Rewrite the material from the line containing "of the smiling" up to and including the line containing "100], [52, 112]]", changing "smiling face" to "happy face" and leaving everything else the same. Return only those lines.

[Stored records]
┄┄┄┄┄┄

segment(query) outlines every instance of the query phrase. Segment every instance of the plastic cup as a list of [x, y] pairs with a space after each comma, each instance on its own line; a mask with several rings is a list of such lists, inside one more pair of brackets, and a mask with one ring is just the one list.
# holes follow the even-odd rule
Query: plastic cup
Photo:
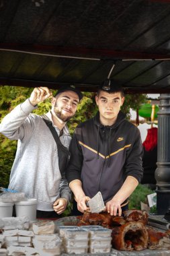
[[0, 202], [0, 218], [12, 217], [13, 203]]
[[35, 198], [15, 203], [17, 217], [28, 216], [30, 221], [36, 220], [37, 200]]

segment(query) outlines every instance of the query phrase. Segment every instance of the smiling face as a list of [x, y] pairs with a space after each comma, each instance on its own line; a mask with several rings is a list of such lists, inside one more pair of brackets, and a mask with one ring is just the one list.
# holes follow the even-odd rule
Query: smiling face
[[101, 123], [112, 125], [116, 121], [118, 113], [124, 101], [121, 92], [108, 93], [101, 90], [95, 96], [95, 102], [99, 108]]
[[63, 122], [67, 122], [75, 114], [79, 101], [76, 92], [61, 92], [52, 100], [52, 112]]

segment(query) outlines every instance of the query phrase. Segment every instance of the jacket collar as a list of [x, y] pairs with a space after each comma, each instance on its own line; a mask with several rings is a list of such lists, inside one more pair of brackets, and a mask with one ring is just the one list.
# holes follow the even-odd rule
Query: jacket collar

┄┄┄┄┄┄

→ RESPONSE TO THIS TASK:
segment(query) outlines every instance of the query phrase. Segment every instance of the happy face as a list of [x, y] pairs with a space after each comma, each instance on its own line; a mask with several rings is a list of such lists, inside one more pair of brackets, and a mask with one ring is just the one list.
# holes follow the even-odd rule
Query: happy face
[[101, 123], [112, 125], [116, 121], [118, 113], [124, 101], [121, 92], [108, 93], [101, 90], [95, 96], [95, 102], [99, 108]]
[[63, 122], [67, 122], [75, 114], [79, 101], [76, 92], [61, 92], [52, 100], [52, 112]]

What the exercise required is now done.